Work instructions:
Pick out every line below that contains the string "coords", and copy each of those lines in full.

Stored records:
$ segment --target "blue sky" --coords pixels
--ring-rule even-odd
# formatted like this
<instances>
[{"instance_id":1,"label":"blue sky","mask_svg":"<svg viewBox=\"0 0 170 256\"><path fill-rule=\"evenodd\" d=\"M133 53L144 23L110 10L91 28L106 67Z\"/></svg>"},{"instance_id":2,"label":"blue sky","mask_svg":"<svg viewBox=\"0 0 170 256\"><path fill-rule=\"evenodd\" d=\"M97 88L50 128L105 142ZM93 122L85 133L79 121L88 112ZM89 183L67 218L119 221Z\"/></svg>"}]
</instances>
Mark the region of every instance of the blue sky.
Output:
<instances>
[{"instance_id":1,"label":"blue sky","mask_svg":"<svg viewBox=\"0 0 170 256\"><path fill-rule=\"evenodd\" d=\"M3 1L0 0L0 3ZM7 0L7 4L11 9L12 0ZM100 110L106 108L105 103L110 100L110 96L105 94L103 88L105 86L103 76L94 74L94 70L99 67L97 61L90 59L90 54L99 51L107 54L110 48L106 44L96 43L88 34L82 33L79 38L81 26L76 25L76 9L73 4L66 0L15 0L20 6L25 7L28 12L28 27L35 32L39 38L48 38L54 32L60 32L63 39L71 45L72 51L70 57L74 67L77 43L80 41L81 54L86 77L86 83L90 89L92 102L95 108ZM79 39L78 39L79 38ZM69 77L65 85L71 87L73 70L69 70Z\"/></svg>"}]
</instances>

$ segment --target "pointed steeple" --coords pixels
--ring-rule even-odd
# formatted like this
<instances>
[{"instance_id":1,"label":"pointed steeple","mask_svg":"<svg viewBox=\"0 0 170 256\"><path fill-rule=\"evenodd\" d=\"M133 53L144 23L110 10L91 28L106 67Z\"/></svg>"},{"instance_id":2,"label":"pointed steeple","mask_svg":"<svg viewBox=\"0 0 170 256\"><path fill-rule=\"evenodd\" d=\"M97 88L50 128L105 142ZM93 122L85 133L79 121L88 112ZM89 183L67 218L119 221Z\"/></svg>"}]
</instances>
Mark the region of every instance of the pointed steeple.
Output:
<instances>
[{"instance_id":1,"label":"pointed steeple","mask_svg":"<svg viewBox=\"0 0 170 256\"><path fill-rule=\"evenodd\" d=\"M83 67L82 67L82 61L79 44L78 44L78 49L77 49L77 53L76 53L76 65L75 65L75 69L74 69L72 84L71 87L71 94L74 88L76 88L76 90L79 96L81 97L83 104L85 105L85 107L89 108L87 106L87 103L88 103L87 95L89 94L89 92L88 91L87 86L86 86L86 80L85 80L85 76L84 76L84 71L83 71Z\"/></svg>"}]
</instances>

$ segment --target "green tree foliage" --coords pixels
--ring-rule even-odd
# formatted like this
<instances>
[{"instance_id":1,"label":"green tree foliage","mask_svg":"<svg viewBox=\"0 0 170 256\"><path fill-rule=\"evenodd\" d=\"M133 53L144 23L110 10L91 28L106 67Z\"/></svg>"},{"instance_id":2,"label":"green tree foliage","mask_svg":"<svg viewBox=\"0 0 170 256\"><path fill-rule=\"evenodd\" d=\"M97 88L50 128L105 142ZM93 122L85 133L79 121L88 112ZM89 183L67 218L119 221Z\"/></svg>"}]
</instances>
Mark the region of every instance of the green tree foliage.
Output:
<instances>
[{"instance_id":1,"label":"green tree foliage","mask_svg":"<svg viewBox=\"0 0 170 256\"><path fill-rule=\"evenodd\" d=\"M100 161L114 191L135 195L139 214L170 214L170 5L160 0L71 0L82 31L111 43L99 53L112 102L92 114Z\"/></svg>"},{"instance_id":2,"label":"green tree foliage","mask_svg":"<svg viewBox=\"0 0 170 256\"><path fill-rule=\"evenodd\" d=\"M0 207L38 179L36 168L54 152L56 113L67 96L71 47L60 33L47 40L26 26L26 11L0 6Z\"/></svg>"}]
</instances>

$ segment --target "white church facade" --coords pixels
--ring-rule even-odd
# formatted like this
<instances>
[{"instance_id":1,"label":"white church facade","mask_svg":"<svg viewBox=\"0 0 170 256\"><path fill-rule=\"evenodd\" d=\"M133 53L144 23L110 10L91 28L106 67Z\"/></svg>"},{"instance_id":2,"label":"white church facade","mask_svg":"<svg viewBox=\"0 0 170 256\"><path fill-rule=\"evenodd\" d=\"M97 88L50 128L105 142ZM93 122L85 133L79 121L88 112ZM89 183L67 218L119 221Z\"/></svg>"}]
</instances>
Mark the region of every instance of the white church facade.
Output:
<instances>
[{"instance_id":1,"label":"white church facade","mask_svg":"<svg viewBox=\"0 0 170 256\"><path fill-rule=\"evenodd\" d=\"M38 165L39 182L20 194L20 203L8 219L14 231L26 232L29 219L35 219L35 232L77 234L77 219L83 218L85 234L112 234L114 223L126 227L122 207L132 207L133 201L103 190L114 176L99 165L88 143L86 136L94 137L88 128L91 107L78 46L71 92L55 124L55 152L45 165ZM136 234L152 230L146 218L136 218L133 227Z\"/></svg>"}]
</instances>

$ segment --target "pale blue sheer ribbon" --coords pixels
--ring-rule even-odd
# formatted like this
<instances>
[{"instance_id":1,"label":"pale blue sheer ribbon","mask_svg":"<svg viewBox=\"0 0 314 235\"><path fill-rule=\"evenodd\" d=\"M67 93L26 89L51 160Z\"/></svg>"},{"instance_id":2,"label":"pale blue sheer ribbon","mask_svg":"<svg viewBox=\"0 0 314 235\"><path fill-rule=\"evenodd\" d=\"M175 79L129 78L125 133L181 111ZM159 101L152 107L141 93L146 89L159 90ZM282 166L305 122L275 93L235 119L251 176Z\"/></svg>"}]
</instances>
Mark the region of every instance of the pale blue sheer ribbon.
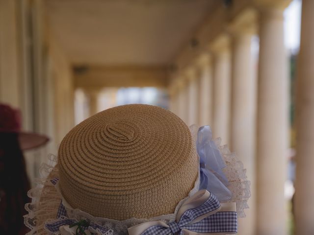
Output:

...

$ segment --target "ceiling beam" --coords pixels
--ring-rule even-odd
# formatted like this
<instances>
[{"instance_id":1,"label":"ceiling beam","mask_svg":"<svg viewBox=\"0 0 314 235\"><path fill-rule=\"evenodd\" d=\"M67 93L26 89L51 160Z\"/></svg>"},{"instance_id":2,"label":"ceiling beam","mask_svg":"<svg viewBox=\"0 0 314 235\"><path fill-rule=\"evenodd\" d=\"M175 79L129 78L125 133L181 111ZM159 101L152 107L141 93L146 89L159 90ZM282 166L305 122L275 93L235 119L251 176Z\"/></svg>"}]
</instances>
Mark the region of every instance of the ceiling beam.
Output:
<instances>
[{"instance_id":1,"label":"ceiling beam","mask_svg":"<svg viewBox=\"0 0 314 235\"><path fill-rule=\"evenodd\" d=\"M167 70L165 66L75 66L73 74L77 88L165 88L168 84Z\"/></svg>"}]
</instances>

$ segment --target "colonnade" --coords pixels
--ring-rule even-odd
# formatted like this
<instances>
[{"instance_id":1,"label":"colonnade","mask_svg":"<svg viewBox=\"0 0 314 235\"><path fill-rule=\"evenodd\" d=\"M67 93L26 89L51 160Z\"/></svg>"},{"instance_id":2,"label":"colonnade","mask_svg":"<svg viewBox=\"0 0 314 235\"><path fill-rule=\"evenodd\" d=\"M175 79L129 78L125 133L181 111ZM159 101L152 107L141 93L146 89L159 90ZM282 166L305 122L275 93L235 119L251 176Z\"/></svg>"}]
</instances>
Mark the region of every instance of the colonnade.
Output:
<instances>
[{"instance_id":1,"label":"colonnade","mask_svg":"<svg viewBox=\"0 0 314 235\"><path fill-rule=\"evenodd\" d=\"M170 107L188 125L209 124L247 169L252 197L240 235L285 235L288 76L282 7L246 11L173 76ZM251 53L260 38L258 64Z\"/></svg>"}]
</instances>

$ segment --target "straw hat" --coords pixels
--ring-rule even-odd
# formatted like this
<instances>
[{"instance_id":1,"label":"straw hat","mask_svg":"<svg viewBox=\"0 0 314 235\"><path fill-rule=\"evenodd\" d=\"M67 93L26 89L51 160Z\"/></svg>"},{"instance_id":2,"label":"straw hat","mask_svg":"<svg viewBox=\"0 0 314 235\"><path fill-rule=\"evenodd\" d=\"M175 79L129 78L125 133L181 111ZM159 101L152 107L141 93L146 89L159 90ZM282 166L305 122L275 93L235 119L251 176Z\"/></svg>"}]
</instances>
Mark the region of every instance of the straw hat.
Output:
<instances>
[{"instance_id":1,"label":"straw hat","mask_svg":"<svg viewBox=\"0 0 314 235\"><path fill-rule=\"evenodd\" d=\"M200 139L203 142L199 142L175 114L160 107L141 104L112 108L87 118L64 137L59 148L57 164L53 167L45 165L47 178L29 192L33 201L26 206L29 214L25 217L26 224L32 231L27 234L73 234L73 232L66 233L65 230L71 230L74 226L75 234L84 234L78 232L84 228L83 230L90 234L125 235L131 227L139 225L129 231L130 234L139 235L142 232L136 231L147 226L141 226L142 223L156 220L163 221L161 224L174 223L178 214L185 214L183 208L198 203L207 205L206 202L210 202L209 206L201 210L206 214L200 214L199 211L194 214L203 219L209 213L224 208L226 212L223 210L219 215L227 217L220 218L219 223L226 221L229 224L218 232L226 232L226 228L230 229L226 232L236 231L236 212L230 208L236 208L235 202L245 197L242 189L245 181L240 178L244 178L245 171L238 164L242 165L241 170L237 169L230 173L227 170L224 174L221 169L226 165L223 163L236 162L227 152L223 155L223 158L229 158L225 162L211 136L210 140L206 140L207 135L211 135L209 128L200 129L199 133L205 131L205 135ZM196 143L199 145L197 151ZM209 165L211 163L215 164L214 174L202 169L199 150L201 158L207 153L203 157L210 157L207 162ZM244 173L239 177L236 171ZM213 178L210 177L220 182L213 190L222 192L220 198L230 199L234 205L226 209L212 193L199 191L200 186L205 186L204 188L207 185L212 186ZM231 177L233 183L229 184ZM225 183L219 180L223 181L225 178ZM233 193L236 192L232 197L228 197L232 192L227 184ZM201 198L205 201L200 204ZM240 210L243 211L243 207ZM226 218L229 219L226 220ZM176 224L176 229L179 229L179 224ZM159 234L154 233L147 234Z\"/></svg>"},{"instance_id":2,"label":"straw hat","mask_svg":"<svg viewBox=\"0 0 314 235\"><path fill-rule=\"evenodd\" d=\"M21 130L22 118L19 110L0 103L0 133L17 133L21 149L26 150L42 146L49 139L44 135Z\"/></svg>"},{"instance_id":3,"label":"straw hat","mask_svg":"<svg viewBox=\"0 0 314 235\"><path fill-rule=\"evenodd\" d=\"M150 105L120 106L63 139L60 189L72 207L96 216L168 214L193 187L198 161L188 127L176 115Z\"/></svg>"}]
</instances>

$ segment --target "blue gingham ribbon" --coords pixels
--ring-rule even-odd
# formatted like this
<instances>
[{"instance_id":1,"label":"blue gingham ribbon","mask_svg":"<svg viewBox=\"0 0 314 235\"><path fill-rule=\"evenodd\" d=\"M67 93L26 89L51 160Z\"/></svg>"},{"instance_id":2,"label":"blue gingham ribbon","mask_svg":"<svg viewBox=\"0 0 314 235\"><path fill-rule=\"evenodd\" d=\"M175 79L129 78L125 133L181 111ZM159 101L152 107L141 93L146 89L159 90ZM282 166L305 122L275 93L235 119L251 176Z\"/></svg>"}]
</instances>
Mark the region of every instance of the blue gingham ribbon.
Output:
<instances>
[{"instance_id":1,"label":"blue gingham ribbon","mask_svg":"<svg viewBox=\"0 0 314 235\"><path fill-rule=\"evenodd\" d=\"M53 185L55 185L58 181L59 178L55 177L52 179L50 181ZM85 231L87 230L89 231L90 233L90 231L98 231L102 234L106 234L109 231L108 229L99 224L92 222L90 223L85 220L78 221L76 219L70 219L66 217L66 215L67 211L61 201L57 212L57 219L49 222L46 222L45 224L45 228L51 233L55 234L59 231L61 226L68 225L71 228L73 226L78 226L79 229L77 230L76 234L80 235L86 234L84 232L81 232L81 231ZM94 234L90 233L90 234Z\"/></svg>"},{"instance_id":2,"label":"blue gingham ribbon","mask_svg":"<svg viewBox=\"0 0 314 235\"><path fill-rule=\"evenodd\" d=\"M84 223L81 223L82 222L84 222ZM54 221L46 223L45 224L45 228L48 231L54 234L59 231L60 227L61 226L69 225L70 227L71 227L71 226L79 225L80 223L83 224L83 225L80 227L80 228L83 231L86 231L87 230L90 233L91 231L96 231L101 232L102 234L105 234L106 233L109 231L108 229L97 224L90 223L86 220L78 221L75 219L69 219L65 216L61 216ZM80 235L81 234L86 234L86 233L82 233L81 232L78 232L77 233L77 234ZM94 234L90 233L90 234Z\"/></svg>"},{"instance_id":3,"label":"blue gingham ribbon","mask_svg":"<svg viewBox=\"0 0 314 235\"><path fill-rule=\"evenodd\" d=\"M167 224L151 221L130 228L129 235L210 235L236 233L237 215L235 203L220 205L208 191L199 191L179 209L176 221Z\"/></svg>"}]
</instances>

Written reply:
$ segment --target "blue sky" --coords pixels
$ segment --target "pointed steeple" --coords pixels
$ segment --target "green tree foliage" --coords pixels
$ segment --target "white church facade" --coords pixels
$ segment --target "pale blue sheer ribbon" --coords pixels
$ segment --target "ceiling beam" --coords pixels
$ segment --target "colonnade" --coords pixels
$ segment --target "straw hat" --coords pixels
$ segment --target "blue gingham ribbon" --coords pixels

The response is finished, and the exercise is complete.